** begin Information given **

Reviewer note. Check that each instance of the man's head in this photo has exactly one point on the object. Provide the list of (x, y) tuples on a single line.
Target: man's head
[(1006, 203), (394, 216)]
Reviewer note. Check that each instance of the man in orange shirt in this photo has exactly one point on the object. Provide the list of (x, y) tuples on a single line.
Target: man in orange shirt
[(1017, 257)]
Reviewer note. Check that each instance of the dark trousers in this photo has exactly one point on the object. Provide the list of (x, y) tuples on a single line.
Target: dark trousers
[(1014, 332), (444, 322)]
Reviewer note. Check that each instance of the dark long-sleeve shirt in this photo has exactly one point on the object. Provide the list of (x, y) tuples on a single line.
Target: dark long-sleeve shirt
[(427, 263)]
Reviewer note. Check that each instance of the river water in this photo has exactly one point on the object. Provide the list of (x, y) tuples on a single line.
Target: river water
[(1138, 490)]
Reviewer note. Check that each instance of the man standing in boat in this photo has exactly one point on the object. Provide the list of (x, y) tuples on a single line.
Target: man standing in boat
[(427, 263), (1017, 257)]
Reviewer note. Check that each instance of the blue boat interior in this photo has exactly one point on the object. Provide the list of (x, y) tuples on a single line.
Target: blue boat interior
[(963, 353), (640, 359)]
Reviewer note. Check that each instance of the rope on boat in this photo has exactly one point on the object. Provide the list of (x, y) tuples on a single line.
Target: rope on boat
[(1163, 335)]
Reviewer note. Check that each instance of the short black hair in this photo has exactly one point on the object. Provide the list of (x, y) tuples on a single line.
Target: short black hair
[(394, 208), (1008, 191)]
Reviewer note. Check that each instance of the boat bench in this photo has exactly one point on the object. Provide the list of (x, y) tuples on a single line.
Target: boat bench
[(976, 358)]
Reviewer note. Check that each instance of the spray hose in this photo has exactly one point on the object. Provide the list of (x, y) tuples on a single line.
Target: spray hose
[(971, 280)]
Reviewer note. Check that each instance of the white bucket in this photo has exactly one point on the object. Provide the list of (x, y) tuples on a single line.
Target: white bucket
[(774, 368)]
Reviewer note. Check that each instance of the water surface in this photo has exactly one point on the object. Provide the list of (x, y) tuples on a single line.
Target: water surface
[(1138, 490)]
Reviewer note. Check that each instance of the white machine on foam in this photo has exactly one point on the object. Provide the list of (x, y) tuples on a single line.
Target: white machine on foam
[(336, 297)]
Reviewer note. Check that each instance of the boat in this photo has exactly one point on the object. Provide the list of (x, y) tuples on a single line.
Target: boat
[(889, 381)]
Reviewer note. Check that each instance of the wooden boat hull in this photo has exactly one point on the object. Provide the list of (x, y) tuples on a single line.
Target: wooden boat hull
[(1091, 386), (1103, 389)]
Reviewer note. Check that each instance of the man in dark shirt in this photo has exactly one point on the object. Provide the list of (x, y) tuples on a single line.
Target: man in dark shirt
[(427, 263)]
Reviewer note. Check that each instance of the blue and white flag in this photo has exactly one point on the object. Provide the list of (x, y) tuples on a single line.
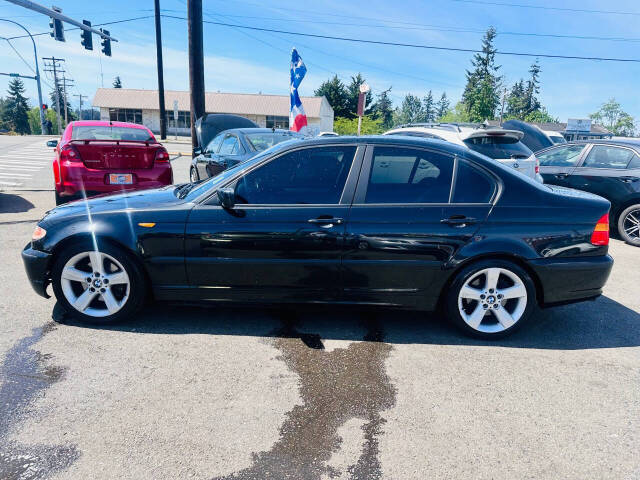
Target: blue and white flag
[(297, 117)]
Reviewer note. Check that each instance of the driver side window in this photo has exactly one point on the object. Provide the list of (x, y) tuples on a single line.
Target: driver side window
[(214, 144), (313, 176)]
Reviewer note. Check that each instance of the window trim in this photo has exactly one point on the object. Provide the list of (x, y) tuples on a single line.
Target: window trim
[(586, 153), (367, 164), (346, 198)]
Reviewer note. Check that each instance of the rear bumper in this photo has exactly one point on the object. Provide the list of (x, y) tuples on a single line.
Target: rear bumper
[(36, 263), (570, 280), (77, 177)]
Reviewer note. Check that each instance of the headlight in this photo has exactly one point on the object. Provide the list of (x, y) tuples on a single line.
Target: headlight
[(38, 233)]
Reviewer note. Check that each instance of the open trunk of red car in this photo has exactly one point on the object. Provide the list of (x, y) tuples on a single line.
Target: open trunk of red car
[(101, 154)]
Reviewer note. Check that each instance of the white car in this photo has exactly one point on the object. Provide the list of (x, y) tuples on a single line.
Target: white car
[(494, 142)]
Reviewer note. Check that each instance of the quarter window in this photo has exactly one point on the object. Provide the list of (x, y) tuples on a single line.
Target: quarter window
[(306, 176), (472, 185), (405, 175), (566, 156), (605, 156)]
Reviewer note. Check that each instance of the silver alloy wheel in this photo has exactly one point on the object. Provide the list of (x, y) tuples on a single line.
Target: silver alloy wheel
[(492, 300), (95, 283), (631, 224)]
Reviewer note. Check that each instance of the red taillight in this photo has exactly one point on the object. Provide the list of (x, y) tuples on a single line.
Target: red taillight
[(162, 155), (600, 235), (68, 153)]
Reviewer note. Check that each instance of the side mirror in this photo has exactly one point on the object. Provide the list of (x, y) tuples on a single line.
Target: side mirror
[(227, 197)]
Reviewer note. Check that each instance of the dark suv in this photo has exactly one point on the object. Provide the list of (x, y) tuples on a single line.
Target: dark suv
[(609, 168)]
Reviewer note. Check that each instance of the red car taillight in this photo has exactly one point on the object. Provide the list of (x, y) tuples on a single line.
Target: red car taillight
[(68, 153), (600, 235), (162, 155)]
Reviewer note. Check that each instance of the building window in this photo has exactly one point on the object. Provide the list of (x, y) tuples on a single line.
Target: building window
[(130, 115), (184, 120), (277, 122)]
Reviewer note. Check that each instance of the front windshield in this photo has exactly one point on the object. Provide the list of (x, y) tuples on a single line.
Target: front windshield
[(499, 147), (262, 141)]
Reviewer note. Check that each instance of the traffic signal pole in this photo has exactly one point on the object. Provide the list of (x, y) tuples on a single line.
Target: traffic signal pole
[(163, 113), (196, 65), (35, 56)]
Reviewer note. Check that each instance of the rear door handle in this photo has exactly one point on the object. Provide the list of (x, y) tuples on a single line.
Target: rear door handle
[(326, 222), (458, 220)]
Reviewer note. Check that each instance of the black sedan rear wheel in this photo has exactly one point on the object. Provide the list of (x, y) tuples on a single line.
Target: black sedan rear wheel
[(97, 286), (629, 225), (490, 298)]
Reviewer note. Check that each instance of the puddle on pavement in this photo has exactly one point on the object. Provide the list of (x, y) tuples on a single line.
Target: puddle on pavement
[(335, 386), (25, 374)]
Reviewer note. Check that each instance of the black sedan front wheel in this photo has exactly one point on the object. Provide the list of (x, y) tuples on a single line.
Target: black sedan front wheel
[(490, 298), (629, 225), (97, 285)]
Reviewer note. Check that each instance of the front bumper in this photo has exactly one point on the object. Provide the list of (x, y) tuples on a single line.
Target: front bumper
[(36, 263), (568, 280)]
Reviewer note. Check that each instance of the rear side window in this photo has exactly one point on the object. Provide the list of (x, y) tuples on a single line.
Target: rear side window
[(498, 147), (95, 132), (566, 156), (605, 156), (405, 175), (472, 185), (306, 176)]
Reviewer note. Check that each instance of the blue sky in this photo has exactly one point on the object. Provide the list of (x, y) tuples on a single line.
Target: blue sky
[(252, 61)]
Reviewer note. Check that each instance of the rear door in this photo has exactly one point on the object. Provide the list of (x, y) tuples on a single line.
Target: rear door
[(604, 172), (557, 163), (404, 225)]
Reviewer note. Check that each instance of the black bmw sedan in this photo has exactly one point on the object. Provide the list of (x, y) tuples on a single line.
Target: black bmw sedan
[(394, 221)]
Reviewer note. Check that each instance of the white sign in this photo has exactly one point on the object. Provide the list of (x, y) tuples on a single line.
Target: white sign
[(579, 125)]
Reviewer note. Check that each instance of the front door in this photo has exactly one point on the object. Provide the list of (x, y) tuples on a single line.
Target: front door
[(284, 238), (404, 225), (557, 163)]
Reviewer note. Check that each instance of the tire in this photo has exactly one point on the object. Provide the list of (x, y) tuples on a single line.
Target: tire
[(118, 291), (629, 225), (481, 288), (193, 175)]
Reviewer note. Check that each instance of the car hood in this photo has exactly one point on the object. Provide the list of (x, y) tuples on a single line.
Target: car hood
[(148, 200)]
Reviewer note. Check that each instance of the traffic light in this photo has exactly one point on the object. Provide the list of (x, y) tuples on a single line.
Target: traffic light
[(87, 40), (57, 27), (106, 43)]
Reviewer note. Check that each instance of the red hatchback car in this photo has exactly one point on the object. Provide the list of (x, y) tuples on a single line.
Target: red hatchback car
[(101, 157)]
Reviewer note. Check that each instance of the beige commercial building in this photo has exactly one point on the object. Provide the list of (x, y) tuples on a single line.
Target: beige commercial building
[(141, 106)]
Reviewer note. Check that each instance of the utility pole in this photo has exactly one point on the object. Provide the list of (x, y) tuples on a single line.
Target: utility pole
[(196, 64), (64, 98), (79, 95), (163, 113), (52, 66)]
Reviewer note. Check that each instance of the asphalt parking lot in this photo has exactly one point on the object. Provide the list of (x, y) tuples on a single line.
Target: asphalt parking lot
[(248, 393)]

** end Information given **
** begin Information given **

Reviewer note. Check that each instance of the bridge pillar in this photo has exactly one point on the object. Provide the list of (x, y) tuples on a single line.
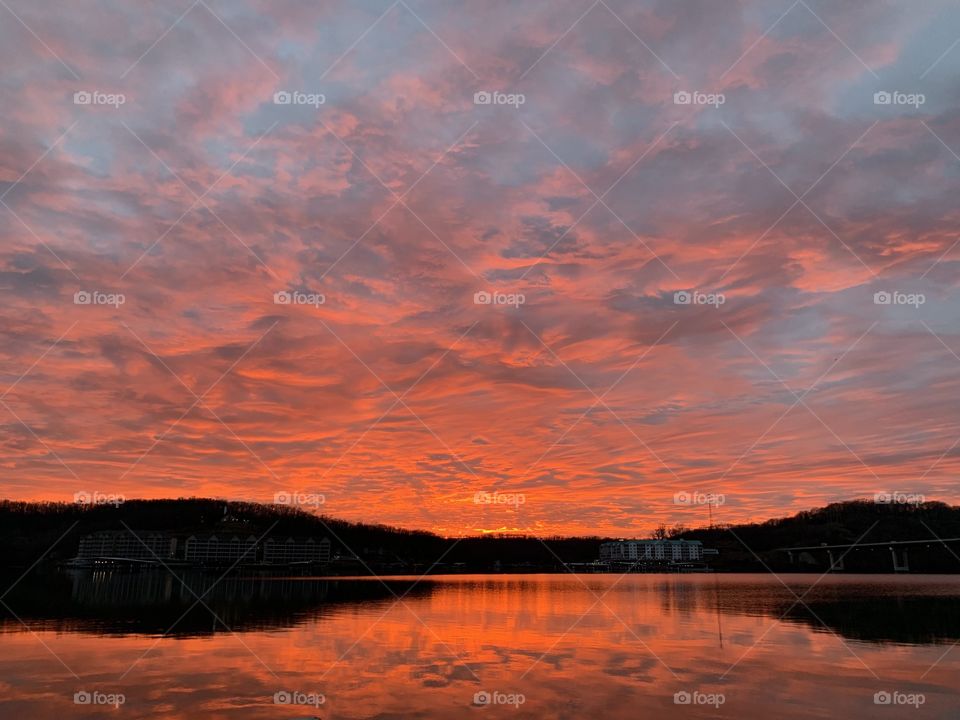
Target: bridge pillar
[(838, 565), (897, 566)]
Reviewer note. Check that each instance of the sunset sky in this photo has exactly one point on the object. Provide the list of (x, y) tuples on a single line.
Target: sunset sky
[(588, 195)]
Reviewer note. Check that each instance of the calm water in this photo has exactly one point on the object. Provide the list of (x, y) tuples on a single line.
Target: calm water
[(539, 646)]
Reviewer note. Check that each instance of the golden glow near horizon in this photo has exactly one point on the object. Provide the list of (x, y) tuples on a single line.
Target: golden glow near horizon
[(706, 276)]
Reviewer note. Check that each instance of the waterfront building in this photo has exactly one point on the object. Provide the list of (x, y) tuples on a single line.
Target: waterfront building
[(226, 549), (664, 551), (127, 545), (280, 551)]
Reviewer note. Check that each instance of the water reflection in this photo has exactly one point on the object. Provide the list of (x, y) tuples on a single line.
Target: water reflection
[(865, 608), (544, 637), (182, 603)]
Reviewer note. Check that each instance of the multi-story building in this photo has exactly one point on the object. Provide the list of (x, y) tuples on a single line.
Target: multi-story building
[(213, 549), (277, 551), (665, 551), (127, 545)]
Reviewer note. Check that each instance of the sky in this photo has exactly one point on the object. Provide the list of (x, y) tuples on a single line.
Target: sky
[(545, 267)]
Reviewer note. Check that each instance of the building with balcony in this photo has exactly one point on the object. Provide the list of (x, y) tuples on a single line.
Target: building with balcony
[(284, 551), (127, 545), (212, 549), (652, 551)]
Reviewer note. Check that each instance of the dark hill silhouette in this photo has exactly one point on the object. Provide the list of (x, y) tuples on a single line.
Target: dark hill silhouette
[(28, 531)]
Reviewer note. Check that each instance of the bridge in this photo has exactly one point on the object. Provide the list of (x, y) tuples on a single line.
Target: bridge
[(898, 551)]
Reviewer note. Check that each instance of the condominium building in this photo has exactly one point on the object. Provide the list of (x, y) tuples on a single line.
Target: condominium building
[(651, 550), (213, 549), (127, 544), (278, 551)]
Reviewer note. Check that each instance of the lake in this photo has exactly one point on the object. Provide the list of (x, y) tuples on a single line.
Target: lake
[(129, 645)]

** end Information given **
** begin Information given **

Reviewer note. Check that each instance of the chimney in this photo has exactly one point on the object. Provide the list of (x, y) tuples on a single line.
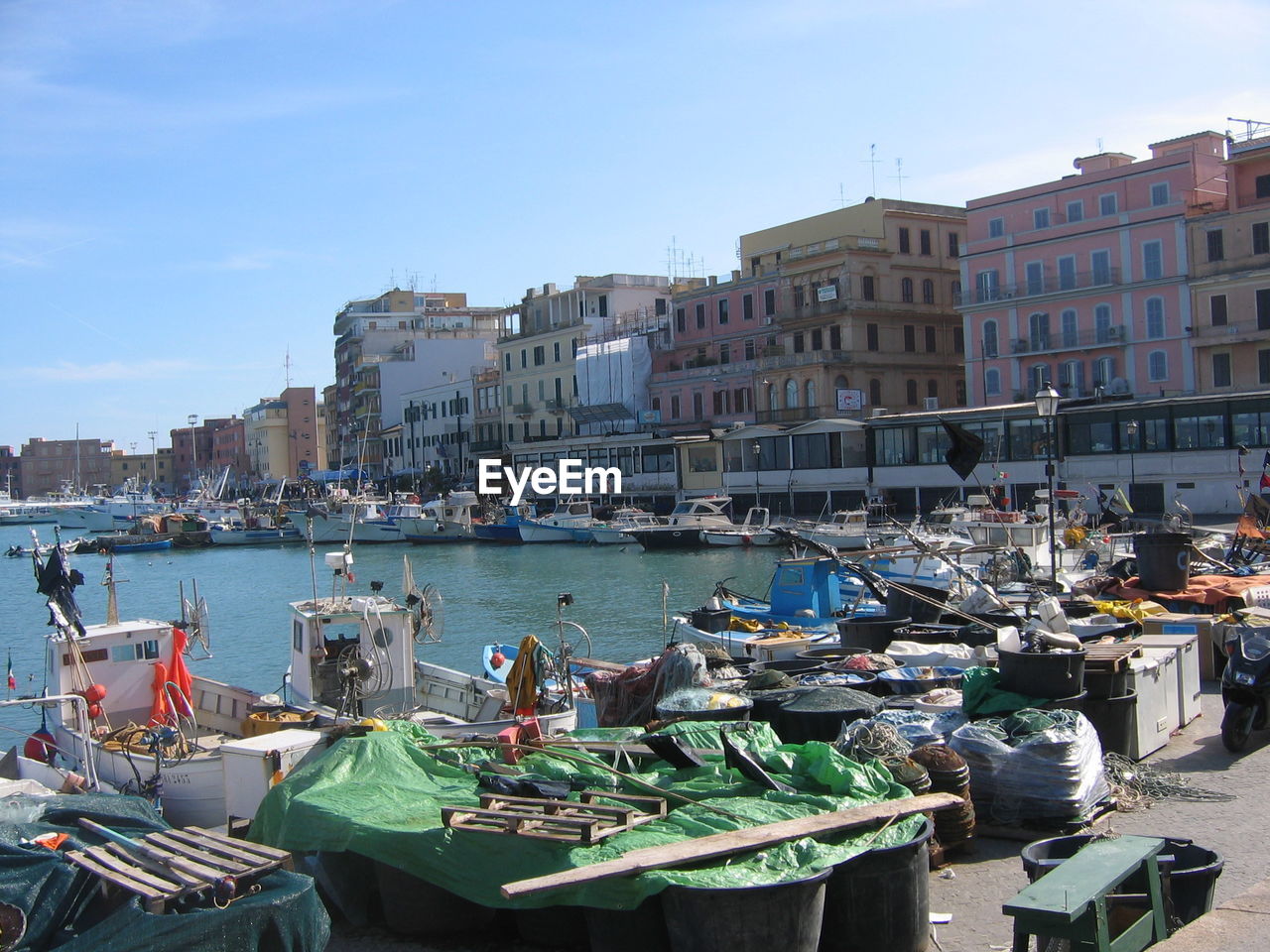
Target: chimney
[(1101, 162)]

** end Information given **

_Written task_.
Lay out the rows as a numbered list with blank lines omitted, starting with the line with "Reviewer note. Check that each instance of the boat in" and going on through the line with "[(1091, 386), (1103, 389)]".

_Final answer_.
1. Reviewer note. Check that each instance of the boat in this photo has exactly one point on the object. Provide the list of (x, y) tuples on a single line.
2. Target: boat
3. [(889, 381)]
4. Reviewer note. Check that each instance of the wooden boat hull in this photo has exactly one point on the object. Provide the list of (x, y) tuples on a single line.
5. Target: wooden boat hull
6. [(1091, 386), (1103, 389)]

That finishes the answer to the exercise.